- Your instructions
Go through the listing and set it down exactly, leaving out its pictures.

- Entries

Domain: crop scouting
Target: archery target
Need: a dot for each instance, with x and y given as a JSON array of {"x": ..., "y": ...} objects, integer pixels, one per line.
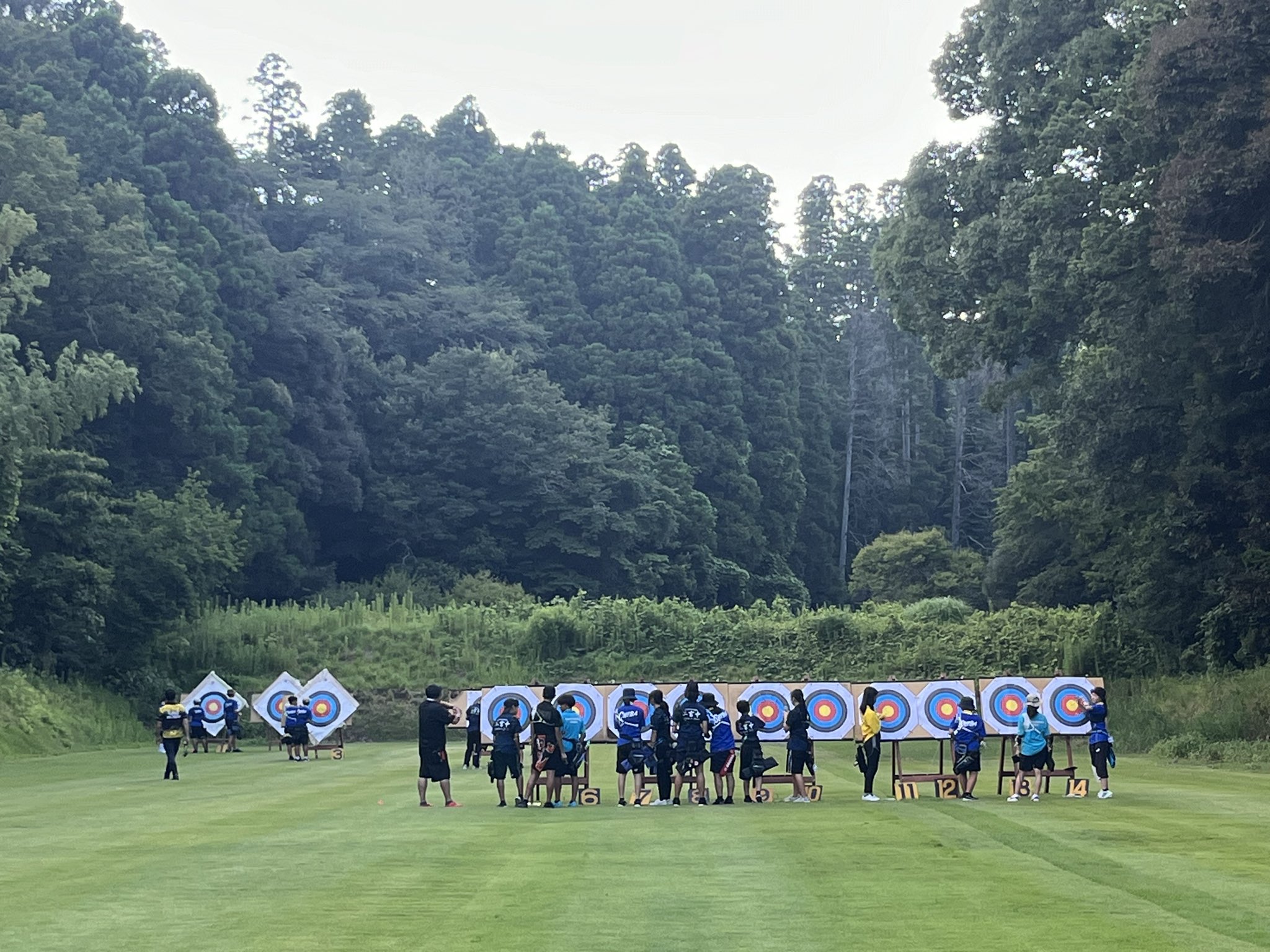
[
  {"x": 214, "y": 692},
  {"x": 493, "y": 706},
  {"x": 676, "y": 695},
  {"x": 1003, "y": 702},
  {"x": 329, "y": 703},
  {"x": 271, "y": 702},
  {"x": 615, "y": 700},
  {"x": 1064, "y": 703},
  {"x": 771, "y": 705},
  {"x": 590, "y": 703},
  {"x": 897, "y": 707},
  {"x": 831, "y": 710},
  {"x": 939, "y": 705}
]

- Answer to the task
Domain: crop scouting
Target: archery target
Need: a dot for each instance, with x and y given as a JSON array of {"x": ..., "y": ...} objects, integer pixels, one per line.
[
  {"x": 214, "y": 692},
  {"x": 493, "y": 706},
  {"x": 676, "y": 695},
  {"x": 1003, "y": 702},
  {"x": 329, "y": 703},
  {"x": 271, "y": 702},
  {"x": 615, "y": 700},
  {"x": 1064, "y": 703},
  {"x": 771, "y": 705},
  {"x": 590, "y": 703},
  {"x": 897, "y": 707},
  {"x": 831, "y": 710},
  {"x": 939, "y": 705}
]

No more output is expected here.